━━━ PAGE EXTRACT
Difficulties in coming to terms with vi meant that my speed of typing dropped. I couldn’t “code at the speed of thought” any more. This was the first give up moment.

Then, I discovered that C++ had now got this new set of “standard template libraries” (STL) with vectors and stuff. This was very alien to the way I had learnt C++ in school. Also I found that some of my classmates were very proficient with this, and I just couldn’t keep up with this. The effort seemed too much (and the general workload of the program was so high that I couldn’t get much time for “learning by myself”), so I gave up once  again.

Next, I figured that a lot of my professors were suckers for graphic UIs (though they denied us good UX by denying us good computers). This, circa 2001-2, meant programming in Java and writing applets. It was a massive degree of complexity (and “boringness”) compared to the crisp C/C++ code I was used to writing. I gave up yet again.

I wasn’t done with giving up yet. Beyond all of this, there was “systems programming”. You had to write some network layers and stuff. You had to go deep into the workings of the computer system to get your code to run. This came rather intuitively to most of my engineering-minded classmates. It didn’t to me (programming in C was the “deepest” I could grok). And I gave up even more.

A decade after I graduated from IIT Madras, I visited IIM Calcutta to deliver a lecture. And got educated.

I did my B.Tech. project in “theoretical computer science”, managed to graduate and went on to do an MBA. Just before my MBA, I was helping my father with some work, and he figured I sucked at Excel. “What is the use of completing a B.Tech. in computer science if you can’t even do simple Excel stuff?”, he thundered.
━━━━━━
> _PROBLEM SET_
1. In the essay on giving up programming, which institute did the writer visit to give a lecture a decade after graduating from IIT Madras?
2. Condense the paragraph of the essay on giving up programming that begins "Then, I discovered that C++" into a short bulleted list that keeps its main facts.
3. Extend the essay on giving up programming, starting right after its final sentence.
The data below has no connection to the essay on giving up programming.
━━━ GIVEN RECORDS
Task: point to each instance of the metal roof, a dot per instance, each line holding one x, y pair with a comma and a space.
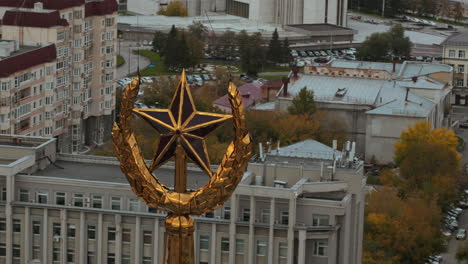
307, 149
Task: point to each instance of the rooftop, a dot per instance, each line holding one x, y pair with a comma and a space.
112, 173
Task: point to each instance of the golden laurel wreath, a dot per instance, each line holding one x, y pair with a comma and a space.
146, 185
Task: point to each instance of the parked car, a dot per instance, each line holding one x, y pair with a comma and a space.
461, 234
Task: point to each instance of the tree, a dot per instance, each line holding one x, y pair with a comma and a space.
274, 48
159, 42
285, 52
375, 47
462, 253
458, 11
400, 230
303, 103
174, 8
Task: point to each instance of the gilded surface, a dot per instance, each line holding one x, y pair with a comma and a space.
182, 130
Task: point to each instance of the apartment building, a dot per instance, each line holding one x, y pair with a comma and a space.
298, 204
84, 33
455, 54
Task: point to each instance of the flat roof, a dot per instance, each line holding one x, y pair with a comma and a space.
112, 173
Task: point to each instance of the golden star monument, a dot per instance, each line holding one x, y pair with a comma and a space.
182, 131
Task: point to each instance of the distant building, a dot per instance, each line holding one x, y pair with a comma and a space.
251, 94
376, 101
73, 98
296, 205
280, 12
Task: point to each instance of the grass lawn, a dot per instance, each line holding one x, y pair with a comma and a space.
120, 61
272, 77
159, 68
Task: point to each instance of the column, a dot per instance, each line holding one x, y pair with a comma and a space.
156, 241
232, 228
251, 231
63, 239
9, 218
291, 223
271, 235
118, 238
83, 238
27, 234
137, 240
100, 237
213, 244
45, 236
302, 247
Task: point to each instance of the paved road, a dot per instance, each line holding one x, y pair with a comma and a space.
126, 48
449, 257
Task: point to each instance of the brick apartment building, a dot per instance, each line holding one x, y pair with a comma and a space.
58, 70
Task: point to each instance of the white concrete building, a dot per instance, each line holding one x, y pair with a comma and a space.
376, 101
299, 204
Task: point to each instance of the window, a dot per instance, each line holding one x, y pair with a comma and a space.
110, 258
91, 257
70, 255
320, 220
320, 247
71, 230
42, 197
111, 234
36, 252
115, 203
3, 194
16, 251
36, 227
17, 225
91, 232
225, 244
261, 248
97, 201
246, 214
147, 237
125, 259
24, 195
126, 235
204, 243
56, 254
265, 215
134, 204
78, 199
227, 213
284, 217
56, 229
239, 246
461, 54
451, 53
60, 198
283, 250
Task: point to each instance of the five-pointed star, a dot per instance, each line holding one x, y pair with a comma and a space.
182, 124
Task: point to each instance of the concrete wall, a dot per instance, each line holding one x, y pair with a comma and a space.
382, 134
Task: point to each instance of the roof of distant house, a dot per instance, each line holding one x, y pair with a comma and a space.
457, 39
100, 8
250, 92
33, 19
25, 60
48, 4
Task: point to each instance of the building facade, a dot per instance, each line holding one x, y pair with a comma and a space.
83, 92
375, 102
299, 204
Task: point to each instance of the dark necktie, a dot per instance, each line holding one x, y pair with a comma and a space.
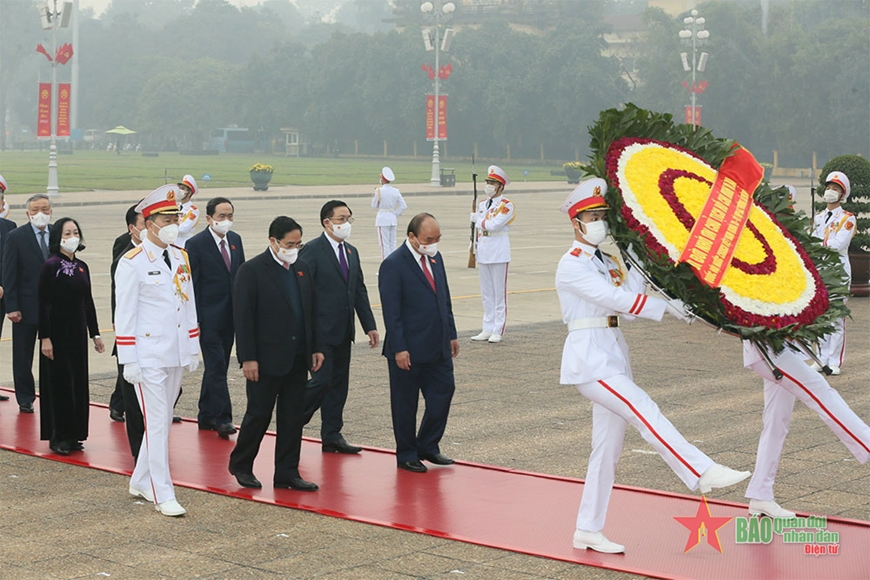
342, 261
42, 245
427, 272
225, 254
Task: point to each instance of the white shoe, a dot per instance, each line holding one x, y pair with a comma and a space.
718, 476
170, 508
143, 493
584, 540
768, 508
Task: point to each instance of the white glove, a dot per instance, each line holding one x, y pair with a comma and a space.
132, 373
677, 309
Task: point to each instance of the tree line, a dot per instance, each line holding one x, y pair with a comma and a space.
174, 70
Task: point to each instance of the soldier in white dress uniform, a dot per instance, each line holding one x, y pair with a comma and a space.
492, 250
157, 336
595, 294
189, 212
835, 227
390, 205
━━━━━━
> _RESPONSES BY TASK_
1. IIM Calcutta.

2.
- C++ now had "standard template libraries" (STL) with vectors, unlike the C++ the writer learned in school.
- Some classmates were very proficient with it, and the writer couldn't keep up.
- The effort seemed too much, and the heavy workload left little time for self-learning, so the writer gave up again.

3.
In IIMB, all of us bought computers with pirated Windows and Office. I started using Excel. It was an absolute joy. It was a decade before I started using Apple products, but the UX of Windows was such a massive upgrade compared to what I’d seen in my more technical life.

In my first job (where I didn’t last long) I learnt the absolute joy of Visual Basic macros for Excel. This was another level of unlock. I did some insane gymnastics in that. I pissed off a lot of people in my second job by replicating what they thought was a complex model on an Excel sheet. In my third job, I replaced a guy on my team with an Excel macro. My programming mojo was back.

Goldman Sachs’s SLANG was even better. By the time I left from there, I had learnt R as well. And then I became a “data scientist”. People asked me to use Python. I struggled with it. After the user experience of R, this was too complex. This brought back bad memories of all the systems programming and dealing with bad UX I had encountered in my undergrad. This time I was in control (I was a freelancer) so I didn’t need to give up – I was able to get all my work done in R.

The second giving up

I’ve happily used R for most of my data work in the last decade. Recently at work I started using Databricks (still write my code in R there, using sparklyr), and I’m quite liking that as well. However, in the last 3-4 months there has been a lot of developments in “AI”, which I’ve wanted to explore.

The unfortunate thing is that most of this is available only in Python. And the bad UX problem is back again.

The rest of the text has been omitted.